* [Data for processing]:
————————

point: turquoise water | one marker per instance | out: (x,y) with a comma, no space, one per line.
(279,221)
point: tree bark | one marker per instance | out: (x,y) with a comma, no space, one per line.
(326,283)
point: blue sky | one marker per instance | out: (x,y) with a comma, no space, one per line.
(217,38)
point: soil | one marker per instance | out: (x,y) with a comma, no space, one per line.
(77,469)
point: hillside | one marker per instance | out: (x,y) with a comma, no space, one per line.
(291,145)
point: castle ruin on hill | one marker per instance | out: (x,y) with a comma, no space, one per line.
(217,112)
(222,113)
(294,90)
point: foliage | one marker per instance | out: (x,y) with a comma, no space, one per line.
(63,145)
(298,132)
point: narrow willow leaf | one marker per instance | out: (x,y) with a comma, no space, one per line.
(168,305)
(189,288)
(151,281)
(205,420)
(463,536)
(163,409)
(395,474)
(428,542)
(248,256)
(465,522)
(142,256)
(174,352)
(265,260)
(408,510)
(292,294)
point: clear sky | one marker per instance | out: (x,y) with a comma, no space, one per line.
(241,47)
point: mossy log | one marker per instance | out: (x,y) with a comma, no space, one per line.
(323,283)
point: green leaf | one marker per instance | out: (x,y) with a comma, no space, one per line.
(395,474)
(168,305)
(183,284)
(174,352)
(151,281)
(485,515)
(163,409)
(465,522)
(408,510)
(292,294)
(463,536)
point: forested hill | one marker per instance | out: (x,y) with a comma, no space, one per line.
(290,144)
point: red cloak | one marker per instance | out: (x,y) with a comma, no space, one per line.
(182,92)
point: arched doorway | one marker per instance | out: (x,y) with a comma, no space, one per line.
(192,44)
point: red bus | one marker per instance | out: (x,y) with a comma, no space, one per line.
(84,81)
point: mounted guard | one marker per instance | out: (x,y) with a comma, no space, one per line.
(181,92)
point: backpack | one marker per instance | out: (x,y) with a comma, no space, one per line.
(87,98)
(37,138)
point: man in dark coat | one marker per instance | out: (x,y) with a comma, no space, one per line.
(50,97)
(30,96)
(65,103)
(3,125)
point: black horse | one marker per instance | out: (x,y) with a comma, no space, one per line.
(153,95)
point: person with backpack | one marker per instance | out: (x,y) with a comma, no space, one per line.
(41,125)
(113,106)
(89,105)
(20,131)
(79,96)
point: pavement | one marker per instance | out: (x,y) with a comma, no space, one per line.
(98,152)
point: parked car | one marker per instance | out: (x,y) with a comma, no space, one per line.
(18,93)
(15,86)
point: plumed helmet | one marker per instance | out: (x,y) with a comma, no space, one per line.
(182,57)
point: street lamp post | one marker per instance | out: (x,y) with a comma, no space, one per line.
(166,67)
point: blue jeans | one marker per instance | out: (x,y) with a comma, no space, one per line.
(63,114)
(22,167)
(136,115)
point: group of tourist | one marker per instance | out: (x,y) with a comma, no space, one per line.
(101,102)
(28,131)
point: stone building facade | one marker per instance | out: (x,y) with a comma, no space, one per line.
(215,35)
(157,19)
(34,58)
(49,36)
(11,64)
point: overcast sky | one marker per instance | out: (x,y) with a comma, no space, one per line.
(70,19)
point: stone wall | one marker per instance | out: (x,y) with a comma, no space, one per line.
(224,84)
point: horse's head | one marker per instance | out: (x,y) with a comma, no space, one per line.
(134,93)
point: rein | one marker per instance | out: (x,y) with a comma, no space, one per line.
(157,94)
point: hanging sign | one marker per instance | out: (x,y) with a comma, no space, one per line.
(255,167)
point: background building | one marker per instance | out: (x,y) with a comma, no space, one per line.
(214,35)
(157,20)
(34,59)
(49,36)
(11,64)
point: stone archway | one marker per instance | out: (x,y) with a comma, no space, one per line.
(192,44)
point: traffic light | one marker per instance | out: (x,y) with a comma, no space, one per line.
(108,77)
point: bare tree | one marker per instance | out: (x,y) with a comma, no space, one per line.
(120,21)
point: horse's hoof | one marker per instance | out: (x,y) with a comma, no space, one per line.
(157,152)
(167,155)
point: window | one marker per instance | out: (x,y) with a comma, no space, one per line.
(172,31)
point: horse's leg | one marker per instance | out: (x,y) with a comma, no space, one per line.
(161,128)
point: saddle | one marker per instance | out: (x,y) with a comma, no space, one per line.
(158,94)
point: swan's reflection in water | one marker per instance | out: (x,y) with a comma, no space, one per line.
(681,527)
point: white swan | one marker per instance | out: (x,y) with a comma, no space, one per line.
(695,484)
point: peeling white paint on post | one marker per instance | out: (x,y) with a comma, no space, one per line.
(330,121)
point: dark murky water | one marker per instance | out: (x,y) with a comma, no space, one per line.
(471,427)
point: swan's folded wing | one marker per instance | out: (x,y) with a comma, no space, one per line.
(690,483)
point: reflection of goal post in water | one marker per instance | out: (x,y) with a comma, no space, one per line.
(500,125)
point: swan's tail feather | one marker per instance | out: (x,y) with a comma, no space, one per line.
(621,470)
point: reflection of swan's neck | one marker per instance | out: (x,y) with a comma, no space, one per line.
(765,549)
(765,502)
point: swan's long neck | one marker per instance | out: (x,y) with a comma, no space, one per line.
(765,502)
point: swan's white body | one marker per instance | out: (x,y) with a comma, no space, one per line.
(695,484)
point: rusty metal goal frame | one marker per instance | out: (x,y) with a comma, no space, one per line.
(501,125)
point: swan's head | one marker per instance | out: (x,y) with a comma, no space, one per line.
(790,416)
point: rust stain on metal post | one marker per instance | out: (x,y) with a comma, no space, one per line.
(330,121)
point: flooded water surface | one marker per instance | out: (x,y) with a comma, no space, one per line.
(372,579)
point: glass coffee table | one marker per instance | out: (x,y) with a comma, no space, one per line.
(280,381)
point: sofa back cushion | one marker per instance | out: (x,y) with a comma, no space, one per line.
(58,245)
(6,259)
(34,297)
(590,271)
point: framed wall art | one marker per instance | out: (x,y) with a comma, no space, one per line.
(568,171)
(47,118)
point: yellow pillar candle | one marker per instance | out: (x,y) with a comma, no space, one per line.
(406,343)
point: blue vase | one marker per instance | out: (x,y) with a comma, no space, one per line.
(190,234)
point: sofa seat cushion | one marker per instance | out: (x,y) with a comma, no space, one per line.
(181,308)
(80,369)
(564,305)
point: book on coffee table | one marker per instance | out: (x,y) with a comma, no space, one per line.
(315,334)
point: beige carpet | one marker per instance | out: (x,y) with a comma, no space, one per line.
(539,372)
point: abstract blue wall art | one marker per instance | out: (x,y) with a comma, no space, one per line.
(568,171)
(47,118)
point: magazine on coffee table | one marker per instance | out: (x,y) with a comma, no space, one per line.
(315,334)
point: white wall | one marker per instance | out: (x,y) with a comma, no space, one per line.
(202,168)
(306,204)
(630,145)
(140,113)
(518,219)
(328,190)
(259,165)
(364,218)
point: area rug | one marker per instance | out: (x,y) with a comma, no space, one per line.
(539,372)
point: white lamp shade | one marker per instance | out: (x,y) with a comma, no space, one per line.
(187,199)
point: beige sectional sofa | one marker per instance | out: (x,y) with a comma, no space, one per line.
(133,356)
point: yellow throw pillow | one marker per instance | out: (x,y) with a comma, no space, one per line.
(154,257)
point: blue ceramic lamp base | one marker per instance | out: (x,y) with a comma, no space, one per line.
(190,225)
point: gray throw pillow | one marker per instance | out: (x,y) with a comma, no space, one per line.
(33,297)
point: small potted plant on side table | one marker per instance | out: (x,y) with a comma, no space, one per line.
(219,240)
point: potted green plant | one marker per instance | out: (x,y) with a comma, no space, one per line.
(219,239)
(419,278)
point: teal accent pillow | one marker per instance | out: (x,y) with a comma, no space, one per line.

————————

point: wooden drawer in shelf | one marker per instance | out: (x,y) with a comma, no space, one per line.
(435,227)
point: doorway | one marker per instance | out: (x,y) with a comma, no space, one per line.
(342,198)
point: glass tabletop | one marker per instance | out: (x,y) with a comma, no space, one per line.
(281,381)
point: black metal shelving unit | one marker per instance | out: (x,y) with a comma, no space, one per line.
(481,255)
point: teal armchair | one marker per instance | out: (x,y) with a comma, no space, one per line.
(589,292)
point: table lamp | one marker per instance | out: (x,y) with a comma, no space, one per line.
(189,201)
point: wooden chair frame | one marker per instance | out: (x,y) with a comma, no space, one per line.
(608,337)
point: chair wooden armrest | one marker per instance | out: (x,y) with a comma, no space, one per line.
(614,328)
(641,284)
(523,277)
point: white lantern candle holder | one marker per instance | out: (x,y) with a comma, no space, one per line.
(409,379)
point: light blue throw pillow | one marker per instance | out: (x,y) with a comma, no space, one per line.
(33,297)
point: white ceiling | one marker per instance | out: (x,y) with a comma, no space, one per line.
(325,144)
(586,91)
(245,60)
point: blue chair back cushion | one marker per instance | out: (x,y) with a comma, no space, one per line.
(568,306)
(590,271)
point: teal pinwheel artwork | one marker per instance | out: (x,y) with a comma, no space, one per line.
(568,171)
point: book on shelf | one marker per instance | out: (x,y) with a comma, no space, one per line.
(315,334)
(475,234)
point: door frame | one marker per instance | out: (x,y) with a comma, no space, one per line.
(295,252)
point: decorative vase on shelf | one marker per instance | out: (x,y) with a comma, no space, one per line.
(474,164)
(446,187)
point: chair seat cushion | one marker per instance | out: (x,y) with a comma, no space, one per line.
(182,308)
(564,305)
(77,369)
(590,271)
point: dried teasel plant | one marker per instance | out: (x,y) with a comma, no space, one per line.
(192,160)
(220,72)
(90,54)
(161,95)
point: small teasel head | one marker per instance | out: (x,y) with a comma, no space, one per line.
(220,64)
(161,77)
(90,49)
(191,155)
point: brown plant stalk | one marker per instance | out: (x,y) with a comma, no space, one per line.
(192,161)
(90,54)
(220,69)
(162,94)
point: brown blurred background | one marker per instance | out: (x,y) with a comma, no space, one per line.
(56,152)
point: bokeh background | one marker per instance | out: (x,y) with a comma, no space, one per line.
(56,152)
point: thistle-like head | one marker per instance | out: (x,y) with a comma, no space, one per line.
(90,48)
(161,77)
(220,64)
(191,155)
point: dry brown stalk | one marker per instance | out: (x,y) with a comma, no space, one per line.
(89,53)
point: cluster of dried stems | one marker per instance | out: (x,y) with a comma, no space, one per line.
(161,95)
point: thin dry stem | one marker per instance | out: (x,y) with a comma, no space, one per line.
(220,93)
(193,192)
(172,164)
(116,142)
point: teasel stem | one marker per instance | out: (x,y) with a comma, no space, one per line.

————————

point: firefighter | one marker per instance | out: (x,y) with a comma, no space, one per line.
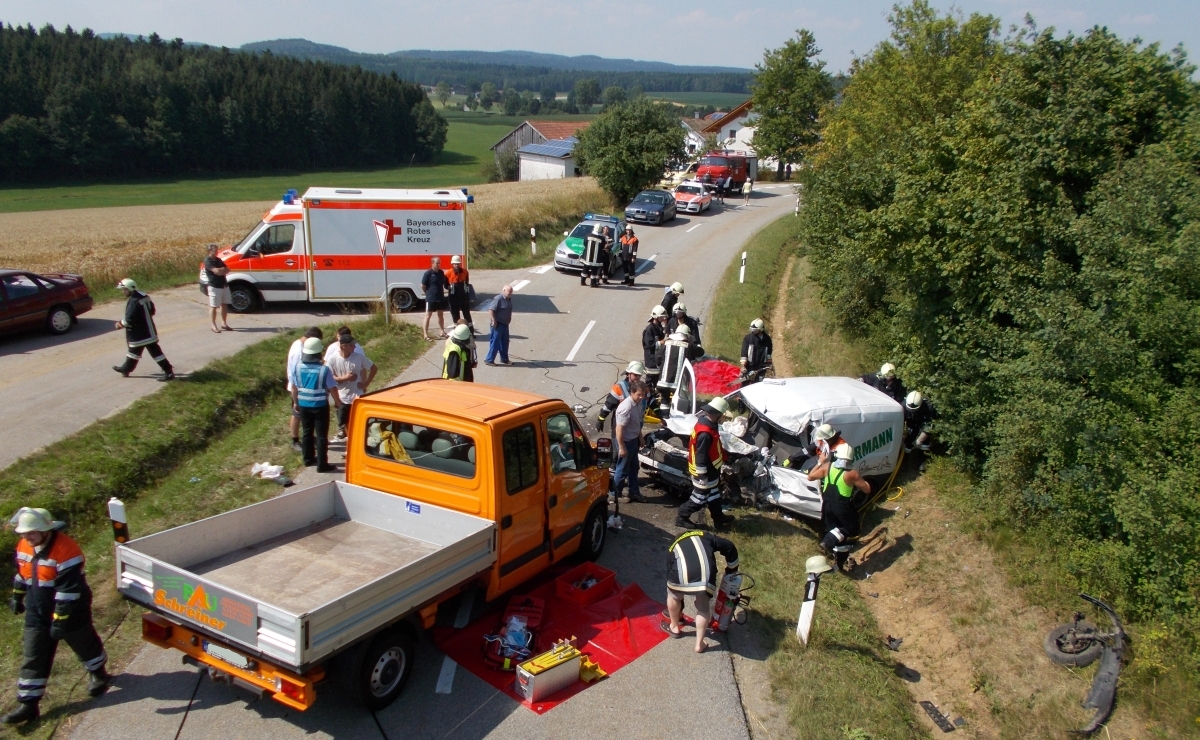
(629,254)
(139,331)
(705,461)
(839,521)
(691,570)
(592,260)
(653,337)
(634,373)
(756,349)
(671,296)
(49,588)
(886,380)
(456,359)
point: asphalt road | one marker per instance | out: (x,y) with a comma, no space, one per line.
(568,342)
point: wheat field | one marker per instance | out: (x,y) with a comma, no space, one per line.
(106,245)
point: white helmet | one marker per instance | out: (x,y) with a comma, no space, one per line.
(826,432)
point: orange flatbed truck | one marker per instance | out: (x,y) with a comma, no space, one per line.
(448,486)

————————

* [What is expected]: Show every line of the listing that contains the string "reflection", copying each one in full.

* [Written solution]:
point: swan's reflection in water | one marker per instance | out: (x,y) with a comma, no space, one per line.
point: reflection of goal post in water | one marker per instance | out: (x,y) with a comma, no space, one per line.
point: reflection of swan's neck | one marker per instance | out: (x,y) with a comma, no space, one per line.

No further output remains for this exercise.